Design Philosophy
Every code generator makes opinionated choices about where to draw lines. This page explains the principles behind Ontogen’s design, what trade-offs those create, and where the boundaries are.
Why Build-Time Generation
Section titled “Why Build-Time Generation”Rust has three places you could do code generation: runtime reflection, procedural macros, and build scripts. Ontogen uses build scripts. Here’s why.
Runtime reflection barely exists in Rust. There’s no getClass() or reflect.TypeOf(). You can do limited things with std::any::TypeId, but you can’t iterate over a struct’s fields at runtime. This is by design — Rust trades runtime introspection for zero-cost abstractions. So runtime reflection is out.
Procedural macros (proc_macro_derive, proc_macro_attribute) are powerful and widely used. Serde, SQLx, and Clap all rely on them. But proc macros operate on a single item at a time. They see one struct, one enum, one function. Ontogen needs to see all entities simultaneously — to generate junction tables between entities, to build a unified API module that references multiple entity types, to create router configuration that knows about every endpoint. A proc macro on Task can’t see Agent. A build script can.
Build scripts (build.rs) run before compilation, have access to the filesystem, and can read multiple source files. They output files that get compiled alongside hand-written code. The downside is that the generated code must exist as actual .rs files on disk — you can see them, you can git diff them, and your IDE indexes them like any other code. For Ontogen, that’s a feature.
===============
● What needs to be done
Can you carry on the Ontogen design philosophy page from its final sentence?

● Extracted data
===============
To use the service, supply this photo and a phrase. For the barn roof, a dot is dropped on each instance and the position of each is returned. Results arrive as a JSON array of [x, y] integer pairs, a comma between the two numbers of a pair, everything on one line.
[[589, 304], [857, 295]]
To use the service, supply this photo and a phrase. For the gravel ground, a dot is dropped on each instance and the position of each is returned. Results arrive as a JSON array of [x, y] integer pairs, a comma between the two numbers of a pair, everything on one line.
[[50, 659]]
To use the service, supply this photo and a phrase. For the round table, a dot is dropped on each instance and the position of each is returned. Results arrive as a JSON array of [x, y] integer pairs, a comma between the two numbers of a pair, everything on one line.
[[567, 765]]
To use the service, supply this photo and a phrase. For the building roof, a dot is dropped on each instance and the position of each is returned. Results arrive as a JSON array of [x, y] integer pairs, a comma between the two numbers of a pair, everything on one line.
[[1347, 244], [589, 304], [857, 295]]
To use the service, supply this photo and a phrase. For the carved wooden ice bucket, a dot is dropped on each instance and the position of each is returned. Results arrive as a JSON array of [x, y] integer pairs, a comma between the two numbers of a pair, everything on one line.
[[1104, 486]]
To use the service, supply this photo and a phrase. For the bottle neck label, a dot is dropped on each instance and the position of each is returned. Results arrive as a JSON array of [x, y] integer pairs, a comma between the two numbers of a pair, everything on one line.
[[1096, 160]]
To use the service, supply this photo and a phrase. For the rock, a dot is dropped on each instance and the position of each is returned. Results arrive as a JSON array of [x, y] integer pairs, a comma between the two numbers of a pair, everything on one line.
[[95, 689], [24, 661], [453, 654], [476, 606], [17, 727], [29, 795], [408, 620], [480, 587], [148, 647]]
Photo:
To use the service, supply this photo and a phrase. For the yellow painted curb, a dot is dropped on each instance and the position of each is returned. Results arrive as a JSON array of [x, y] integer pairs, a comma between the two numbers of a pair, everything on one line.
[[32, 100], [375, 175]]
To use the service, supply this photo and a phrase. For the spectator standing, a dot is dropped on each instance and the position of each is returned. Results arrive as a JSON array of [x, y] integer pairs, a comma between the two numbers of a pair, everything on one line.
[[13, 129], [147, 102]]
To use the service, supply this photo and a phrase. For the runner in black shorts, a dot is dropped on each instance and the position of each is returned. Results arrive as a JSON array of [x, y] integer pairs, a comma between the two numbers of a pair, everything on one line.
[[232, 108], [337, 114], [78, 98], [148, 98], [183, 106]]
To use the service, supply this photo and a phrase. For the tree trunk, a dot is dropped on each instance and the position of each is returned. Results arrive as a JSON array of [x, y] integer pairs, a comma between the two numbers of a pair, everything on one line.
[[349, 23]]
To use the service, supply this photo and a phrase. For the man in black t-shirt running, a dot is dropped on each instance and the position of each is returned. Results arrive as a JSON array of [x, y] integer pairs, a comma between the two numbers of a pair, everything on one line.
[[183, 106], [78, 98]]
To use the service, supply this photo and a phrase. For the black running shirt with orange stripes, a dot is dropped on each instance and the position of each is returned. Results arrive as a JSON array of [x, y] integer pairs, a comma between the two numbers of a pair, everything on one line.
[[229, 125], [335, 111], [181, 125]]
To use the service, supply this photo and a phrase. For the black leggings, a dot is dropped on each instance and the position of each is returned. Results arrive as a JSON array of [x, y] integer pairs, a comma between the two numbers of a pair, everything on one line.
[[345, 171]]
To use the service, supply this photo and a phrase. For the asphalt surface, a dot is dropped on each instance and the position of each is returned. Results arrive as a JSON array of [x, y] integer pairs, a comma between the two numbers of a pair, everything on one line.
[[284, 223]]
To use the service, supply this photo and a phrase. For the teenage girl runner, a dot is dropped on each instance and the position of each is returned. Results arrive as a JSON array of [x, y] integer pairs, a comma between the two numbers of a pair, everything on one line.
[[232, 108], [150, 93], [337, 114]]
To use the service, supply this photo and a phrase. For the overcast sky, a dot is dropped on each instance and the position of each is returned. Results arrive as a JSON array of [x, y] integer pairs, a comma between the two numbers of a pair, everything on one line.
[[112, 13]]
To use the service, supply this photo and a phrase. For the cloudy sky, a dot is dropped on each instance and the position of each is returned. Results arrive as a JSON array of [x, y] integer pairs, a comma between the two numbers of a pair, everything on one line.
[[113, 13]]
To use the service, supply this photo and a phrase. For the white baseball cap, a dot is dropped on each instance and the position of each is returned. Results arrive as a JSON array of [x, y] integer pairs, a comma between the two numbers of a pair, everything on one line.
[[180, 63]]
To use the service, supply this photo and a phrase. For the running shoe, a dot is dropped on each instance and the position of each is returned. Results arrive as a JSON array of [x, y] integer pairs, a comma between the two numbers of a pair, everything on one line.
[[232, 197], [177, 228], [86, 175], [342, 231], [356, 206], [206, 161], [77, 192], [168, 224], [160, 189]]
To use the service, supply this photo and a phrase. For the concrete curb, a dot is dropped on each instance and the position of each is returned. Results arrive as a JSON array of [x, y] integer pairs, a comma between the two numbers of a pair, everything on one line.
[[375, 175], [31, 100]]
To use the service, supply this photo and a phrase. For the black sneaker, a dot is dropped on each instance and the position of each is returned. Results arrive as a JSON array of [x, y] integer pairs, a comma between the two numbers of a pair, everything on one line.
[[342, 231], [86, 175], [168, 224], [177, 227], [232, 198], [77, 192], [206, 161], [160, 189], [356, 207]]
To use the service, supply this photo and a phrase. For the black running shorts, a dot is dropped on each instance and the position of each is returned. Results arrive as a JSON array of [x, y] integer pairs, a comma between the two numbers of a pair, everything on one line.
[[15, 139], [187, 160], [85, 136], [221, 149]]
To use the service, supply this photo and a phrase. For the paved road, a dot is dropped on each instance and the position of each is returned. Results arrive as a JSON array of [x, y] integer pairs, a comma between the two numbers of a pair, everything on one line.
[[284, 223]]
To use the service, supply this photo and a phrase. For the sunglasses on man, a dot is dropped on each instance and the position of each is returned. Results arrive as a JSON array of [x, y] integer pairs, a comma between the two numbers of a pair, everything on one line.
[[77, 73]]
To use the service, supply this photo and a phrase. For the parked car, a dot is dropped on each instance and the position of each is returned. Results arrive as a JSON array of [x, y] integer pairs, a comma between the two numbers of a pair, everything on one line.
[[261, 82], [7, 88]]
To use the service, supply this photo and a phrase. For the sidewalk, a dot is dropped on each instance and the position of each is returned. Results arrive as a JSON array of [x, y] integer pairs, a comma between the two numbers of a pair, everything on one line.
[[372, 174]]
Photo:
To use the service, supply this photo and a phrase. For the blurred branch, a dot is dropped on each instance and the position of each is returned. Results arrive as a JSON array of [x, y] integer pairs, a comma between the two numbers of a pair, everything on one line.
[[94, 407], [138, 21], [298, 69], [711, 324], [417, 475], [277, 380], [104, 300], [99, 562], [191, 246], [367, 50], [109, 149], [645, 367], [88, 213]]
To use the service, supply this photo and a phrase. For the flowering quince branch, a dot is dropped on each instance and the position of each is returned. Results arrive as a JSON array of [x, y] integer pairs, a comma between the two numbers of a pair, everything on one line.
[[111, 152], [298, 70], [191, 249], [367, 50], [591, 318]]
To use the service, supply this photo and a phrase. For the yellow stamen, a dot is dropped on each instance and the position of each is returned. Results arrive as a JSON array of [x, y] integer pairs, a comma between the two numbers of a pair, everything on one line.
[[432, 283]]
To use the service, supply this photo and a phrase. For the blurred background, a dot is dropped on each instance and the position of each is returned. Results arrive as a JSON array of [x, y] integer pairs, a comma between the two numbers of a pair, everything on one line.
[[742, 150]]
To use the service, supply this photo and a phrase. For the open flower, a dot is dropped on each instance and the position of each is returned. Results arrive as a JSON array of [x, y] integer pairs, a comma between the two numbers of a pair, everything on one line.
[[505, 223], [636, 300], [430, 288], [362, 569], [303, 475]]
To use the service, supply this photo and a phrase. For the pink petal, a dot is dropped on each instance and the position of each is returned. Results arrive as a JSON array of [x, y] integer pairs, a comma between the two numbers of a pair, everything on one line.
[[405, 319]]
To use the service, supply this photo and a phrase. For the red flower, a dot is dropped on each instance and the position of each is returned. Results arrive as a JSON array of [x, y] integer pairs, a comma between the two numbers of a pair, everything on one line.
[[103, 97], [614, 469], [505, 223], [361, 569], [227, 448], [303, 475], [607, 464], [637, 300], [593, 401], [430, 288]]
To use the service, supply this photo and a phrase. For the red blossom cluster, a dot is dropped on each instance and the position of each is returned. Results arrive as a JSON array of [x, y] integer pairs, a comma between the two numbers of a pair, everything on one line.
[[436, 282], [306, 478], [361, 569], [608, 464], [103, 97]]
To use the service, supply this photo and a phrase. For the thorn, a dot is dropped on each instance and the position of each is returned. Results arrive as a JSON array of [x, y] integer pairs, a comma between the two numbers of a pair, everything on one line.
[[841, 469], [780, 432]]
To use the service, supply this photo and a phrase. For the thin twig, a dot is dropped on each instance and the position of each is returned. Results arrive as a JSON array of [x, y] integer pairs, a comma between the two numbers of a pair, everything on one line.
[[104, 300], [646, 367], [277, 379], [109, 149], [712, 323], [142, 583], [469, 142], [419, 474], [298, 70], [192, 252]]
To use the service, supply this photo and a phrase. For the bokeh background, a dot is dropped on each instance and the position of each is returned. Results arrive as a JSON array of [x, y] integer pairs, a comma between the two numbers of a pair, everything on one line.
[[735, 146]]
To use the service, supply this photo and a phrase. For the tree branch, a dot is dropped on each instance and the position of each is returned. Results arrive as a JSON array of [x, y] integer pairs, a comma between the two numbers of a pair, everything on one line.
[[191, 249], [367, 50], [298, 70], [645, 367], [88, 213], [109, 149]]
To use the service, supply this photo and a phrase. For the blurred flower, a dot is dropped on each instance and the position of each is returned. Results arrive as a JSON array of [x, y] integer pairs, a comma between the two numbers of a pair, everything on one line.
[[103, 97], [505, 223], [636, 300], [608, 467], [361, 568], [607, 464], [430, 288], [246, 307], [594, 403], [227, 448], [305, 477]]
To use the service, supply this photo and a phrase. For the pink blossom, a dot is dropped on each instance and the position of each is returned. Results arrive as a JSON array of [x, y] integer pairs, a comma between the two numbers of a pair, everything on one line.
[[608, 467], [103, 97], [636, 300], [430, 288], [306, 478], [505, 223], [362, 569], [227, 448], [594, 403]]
===============
● The result
Single Source of Truth
Section titled “Single Source of Truth”One annotated struct. Everything else derived.
#[derive(OntologyEntity)]#[ontology(entity, table = "tasks", directory = "tasks", prefix = "task")]pub struct Task { #[ontology(id)] pub id: String, pub name: String, #[ontology(relation(belongs_to, target = "Agent"))] pub assignee_id: Option<String>,}From this, Ontogen generates:
- A SeaORM entity with typed columns and relation enums
- Junction tables for many-to-many relationships
from_model()andto_active_model()conversionsCreateTaskInputandUpdateTaskInputDTOsTaskUpdatestruct with anapply()method- CRUD store methods with lifecycle hook calls
- API forwarding functions
- HTTP route handlers (
GET /api/tasks,POST /api/tasks, etc.) - Tauri IPC commands
- MCP tool definitions
- TypeScript client functions
- Admin UI registry with per-field metadata
- Markdown parser and writer (if markdown_io is enabled)
The struct is the schema. Change it, rebuild, and everything regenerates consistently. No manual synchronization across layers.
Independent Generators, Not a Monolith
Section titled “Independent Generators, Not a Monolith”Ontogen could have been one giant function: generate_everything(schema_dir, output_dir). That would be simpler to implement and arguably easier to use for the common case.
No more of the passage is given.